• _Objectives_:
1 – Answer these from the excerpt on particle configuration energy:
(a) What charge does each particle carry?
(b) What is \( \mu_N \) called?
(c) In which interval does \( \varepsilon_o \) lie under (H3)?
2 – Resume the excerpt on particles and configuration energy, starting after its last sentence.

Particles and configuration energy. The system is made with \( {N} \) particles at positions \( {x_1,\ldots,x_N\in\mathbb{R}^d} \), \( {d\geq1} \), with identical “charge” \( {q_N=1/N} \), subject to a confining potential \( {V:\mathbb{R}^d\rightarrow\mathbb{R}} \) coming from an external field and acting on each particle, and to an interaction potential

\[ W:\mathbb{R}^d\times\mathbb{R}^d\rightarrow(-\infty,+\infty] \]

acting on each pair of particles. The function \( {W} \) is finite outside the diagonal and symmetric: for all \( {x,y\in\mathbb{R}^d} \) with \( {x\neq y} \), we have \( {W(x,y)=W(y,x)<\infty} \). The energy \( {H_N(x_1,\ldots,x_N)} \) of the configuration \( {(x_1,\ldots,x_N)\in(\mathbb{R}^d)^N} \) takes the form

\[ \begin{array}{rcl} \notag H_N(x_1,\ldots,x_N) &=& \sum_{i=1}^Nq_NV(x_i) +\sum_{i<j}q_N^2W(x_i,x_j) \\ \notag &=& \frac{1}{N}\sum_{i=1}^NV(x_i) +\frac{1}{N^2}\sum_{i<j}W(x_i,x_j) \\ &=&\int\!V(x)\,d\mu_N(x)+\frac{1}{2}\iint_{\neq}\!W(x,y)\,d\mu_N(x)\,d\mu_N(y) \end{array} \]


\[ \mu_N=\frac{1}{N}\sum_{i=1}^N\delta_{x_i} \]

is the empirical measure of the particles, and where the subscript “\( {\neq} \)” indicates that the double integral is off-diagonal. The energy \( {H_N:(\mathbb{R}^d)^N\rightarrow\mathbb{R}\cup\{+\infty\}} \) is a quadratic form functional in the variable \( {\mu_N} \). We denote by \( {\left|\cdot\right|} \) the Euclidean norm of \( {\mathbb{R}^d} \) and we make the following additional assumptions:

  • (H1) The function \( {W:\mathbb{R}^d\times\mathbb{R}^d\rightarrow(-\infty,+\infty]} \) is continuous on \( {\mathbb{R}^d\times \mathbb{R}^d} \), symmetric, takes finite values on \( {\mathbb{R}^d\times \mathbb{R}^d \setminus \{(x,x) ; x\in \mathbb{R}^d\}} \) and satisfies the following integrability condition: for all compact subset \( {K\subset\mathbb{R}^d} \), the function

    \[ z\in\mathbb{R}^d\mapsto \sup \{W(x,y); \left|x-y\right|\geq|z|, x,y\in K\} \]

    is locally Lebesgue-integrable on \( {\mathbb{R}^d} \);

  • (H2) The function \( {V:\mathbb{R}^d\rightarrow\mathbb{R}} \) is continuous and such that \( {\lim_{|x| \rightarrow+ \infty } V(x)=+\infty} \) and

    \[ \int_{\mathbb{R}^d} \exp(-V(x))\,dx<\infty. \]

  • (H3) There exists constants \( {c\in\mathbb{R}} \) and \( {\varepsilon_o \in (0,1)} \) such that for every \( {x,y\in\mathbb{R}^d} \),

    \[ W(x,y)\geq c-\varepsilon_o(V(x)+V(y)). \]

    (This must be understood as “\( {V} \) dominates \( {W} \) at infinity”).

(Part of a data file)

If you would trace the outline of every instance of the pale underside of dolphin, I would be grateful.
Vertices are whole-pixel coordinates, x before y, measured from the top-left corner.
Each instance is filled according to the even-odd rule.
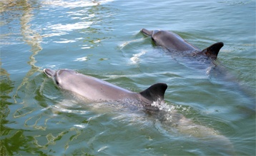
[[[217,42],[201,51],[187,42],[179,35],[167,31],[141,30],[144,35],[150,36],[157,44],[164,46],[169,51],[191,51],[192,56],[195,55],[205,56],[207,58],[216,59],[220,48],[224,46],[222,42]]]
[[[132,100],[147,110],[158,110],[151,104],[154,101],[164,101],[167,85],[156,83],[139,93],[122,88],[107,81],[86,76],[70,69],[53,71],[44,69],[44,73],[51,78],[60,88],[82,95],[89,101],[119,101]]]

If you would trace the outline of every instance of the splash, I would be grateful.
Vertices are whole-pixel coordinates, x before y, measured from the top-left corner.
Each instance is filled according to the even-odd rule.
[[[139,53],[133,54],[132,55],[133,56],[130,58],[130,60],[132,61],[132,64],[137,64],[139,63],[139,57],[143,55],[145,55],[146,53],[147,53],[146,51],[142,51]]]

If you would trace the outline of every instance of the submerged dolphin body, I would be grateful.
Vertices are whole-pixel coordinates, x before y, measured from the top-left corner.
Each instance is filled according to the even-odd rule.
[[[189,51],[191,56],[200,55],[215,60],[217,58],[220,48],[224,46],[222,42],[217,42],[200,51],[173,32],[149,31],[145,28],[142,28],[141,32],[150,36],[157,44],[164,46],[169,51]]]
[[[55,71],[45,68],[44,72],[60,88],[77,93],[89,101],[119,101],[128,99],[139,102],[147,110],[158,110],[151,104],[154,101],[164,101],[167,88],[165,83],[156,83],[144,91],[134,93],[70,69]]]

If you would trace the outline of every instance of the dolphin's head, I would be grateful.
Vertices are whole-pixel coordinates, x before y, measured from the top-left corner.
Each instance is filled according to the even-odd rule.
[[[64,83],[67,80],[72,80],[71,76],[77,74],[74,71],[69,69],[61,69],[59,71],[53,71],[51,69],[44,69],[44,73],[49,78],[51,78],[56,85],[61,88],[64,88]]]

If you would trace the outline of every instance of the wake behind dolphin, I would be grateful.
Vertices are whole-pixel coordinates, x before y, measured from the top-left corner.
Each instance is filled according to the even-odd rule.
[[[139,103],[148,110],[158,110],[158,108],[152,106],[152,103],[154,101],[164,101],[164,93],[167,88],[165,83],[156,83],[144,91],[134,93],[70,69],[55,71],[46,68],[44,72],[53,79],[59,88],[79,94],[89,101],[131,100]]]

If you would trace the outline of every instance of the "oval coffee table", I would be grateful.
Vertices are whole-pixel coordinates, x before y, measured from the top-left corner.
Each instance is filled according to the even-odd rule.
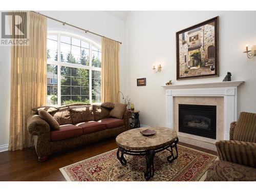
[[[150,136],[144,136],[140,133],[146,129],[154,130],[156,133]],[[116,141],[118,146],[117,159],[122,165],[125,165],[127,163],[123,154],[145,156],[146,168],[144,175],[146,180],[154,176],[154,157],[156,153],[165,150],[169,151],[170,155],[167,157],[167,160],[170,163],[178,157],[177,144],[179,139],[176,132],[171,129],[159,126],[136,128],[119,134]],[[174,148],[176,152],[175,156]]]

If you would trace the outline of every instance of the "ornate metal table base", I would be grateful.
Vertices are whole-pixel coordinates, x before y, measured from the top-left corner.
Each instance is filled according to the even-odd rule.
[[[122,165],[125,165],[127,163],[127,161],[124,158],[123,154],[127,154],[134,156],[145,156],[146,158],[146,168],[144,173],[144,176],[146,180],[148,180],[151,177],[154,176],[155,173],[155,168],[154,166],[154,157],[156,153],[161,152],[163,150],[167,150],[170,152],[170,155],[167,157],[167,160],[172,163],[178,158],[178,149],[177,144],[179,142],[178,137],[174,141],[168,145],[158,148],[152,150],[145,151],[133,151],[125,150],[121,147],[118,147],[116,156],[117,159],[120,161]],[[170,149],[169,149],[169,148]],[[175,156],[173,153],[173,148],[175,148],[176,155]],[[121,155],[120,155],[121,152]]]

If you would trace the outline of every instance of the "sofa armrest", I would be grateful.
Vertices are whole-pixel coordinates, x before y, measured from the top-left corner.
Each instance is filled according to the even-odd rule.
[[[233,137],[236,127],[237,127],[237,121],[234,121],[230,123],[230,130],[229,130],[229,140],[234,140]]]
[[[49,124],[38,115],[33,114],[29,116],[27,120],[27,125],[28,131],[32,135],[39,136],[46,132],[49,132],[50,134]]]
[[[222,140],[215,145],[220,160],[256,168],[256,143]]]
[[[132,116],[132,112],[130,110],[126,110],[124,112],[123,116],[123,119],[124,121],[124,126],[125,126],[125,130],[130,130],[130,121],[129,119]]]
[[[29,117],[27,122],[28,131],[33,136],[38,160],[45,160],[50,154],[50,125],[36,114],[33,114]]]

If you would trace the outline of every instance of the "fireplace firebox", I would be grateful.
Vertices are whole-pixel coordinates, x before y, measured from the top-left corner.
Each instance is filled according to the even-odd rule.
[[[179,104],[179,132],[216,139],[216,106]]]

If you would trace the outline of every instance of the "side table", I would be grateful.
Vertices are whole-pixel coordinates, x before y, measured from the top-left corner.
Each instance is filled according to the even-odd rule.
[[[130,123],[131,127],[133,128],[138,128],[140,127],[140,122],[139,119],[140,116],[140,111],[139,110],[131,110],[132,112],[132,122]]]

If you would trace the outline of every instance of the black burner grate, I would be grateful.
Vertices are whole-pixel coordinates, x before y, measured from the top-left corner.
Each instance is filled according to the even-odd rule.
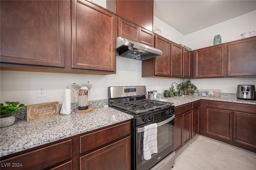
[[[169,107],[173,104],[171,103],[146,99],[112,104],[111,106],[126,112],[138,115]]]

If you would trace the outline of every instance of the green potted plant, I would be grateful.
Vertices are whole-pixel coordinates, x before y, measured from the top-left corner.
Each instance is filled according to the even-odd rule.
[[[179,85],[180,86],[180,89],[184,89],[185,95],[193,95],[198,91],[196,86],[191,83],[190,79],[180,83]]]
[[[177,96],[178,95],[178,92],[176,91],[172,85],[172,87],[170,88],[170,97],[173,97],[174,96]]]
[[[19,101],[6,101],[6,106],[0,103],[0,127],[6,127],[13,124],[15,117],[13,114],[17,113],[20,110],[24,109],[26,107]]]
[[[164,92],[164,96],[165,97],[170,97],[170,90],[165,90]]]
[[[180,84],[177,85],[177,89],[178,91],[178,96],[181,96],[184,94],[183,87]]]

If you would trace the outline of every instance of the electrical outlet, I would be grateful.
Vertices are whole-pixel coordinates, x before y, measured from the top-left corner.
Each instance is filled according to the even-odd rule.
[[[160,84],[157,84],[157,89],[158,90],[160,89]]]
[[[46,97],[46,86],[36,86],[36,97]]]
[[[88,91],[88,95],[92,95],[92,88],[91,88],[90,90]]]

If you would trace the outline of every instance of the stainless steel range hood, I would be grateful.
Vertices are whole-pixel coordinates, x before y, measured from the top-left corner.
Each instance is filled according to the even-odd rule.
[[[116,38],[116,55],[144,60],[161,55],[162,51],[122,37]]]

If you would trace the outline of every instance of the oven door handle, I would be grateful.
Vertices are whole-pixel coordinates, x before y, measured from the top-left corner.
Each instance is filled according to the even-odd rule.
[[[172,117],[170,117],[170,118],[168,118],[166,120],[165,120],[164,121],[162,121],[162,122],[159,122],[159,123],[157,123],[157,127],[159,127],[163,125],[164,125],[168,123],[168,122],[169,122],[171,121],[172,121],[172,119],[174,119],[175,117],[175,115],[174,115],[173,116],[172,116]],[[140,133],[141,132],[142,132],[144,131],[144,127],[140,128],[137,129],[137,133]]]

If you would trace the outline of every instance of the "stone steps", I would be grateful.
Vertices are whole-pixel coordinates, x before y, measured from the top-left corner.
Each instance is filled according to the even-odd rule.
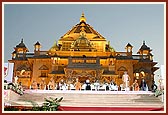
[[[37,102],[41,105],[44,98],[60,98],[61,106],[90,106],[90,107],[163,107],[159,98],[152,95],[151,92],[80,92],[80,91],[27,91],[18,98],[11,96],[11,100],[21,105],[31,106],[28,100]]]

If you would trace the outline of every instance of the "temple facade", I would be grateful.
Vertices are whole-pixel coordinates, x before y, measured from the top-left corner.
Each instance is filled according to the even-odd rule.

• _Task-by-task outputs_:
1 –
(a) \( q_N = 1/N \)
(b) The empirical measure of the particles
(c) \( (0,1) \)

2 –
Boltzmann-Gibbs distribution. Let \( {{(\beta_N)}_{N}} \) be a sequence of positive real numbers such that \( {\beta_N\rightarrow+\infty} \) as \( {N\rightarrow\infty} \). Under (H2)-(H3), there exists an integer \( {N_0} \) depending on \( {\varepsilon_o} \) such that for any \( {N\geq N_0} \), we have

\[ Z_N=\int_{\mathbb{R}^d}\cdots\int_{\mathbb{R}^d}\! \exp\left(-\beta_NH_N(x_1,\ldots,x_N)\right)\,dx_1\cdots{}dx_N<\infty, \]

so that we can define the Boltzmann-Gibbs probability measure \( {P_N} \) on \( {(\mathbb{R}^d)^N} \) by

\[ dP_N(x_1,\ldots,x_N) =\frac{\exp\left(-\beta_N H_N(x_1,\ldots,x_N)\right)}{Z_N}\,dx_1\cdots dx_N. \]

The law \( {P_N} \) is the equilibrium distribution of a system of \( {N} \) interacting Brownian particles in \( {\mathbb{R}^d} \), at inverse temperature \( {\beta_N} \), with equal individual “charge” \( {1/N} \), subject to a confining potential \( {V} \) acting on each particle, and to an interaction potential \( {W} \) acting on each pair of particles. For \( {\beta_N=N^2} \), the quantity \( {\beta_NH_N} \) can also be interpreted as the distribution of a system of \( {N} \) particles living in \( {\mathbb{R}^d} \), with unit “charge”, subject to a confining potential \( {NV} \) acting on each particle, and to an interaction potential \( {W} \) acting on each pair of particles.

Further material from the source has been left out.